**EXERCISE AIM**
Tally the lines of the records below that contain the string "green", matching case, and give only the number.

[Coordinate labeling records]
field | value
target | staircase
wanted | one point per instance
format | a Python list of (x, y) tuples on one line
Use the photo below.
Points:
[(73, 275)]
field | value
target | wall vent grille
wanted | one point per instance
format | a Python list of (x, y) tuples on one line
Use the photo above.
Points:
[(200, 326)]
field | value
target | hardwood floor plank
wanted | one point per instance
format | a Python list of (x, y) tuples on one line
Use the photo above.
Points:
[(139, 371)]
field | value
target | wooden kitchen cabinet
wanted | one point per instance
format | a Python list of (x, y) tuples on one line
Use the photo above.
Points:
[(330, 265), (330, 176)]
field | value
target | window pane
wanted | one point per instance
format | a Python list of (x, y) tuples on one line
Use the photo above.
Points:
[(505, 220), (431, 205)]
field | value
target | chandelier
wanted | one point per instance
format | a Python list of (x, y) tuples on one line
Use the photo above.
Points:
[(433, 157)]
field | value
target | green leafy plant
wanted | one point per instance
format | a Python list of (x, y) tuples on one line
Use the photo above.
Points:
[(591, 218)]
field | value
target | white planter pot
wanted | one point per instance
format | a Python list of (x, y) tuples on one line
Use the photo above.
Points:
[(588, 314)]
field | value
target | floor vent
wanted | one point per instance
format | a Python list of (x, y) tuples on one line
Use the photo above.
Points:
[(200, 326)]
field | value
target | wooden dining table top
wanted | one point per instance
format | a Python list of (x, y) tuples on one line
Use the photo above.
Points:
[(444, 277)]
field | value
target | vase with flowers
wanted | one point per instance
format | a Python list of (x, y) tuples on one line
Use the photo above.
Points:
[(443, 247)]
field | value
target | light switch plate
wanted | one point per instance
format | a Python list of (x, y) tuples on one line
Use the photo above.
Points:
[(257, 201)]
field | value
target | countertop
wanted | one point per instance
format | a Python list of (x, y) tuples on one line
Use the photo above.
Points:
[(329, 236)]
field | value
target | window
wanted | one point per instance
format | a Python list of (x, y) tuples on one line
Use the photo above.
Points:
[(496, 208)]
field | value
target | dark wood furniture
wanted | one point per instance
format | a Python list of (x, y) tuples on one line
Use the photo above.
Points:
---
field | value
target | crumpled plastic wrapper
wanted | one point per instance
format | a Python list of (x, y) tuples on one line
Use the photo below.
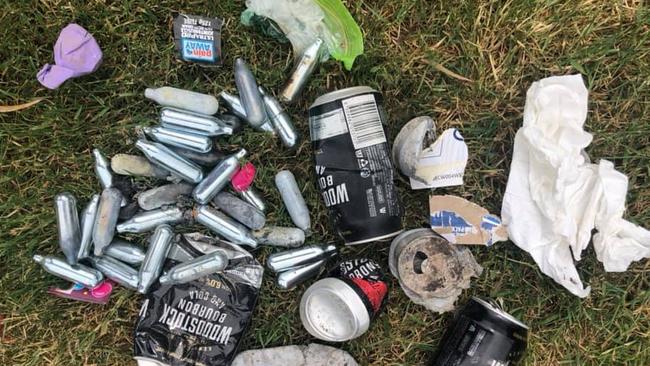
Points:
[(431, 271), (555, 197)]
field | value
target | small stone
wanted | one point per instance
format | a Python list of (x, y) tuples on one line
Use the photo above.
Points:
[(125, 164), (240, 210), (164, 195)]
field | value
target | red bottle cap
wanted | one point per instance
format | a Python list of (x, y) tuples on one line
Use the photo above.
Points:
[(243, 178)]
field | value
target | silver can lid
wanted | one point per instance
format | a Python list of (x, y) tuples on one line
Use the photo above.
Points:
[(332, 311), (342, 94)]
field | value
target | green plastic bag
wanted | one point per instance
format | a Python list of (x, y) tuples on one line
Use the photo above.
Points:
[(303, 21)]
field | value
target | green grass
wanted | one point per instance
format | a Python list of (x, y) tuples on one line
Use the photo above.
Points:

**TASK RESPONSE**
3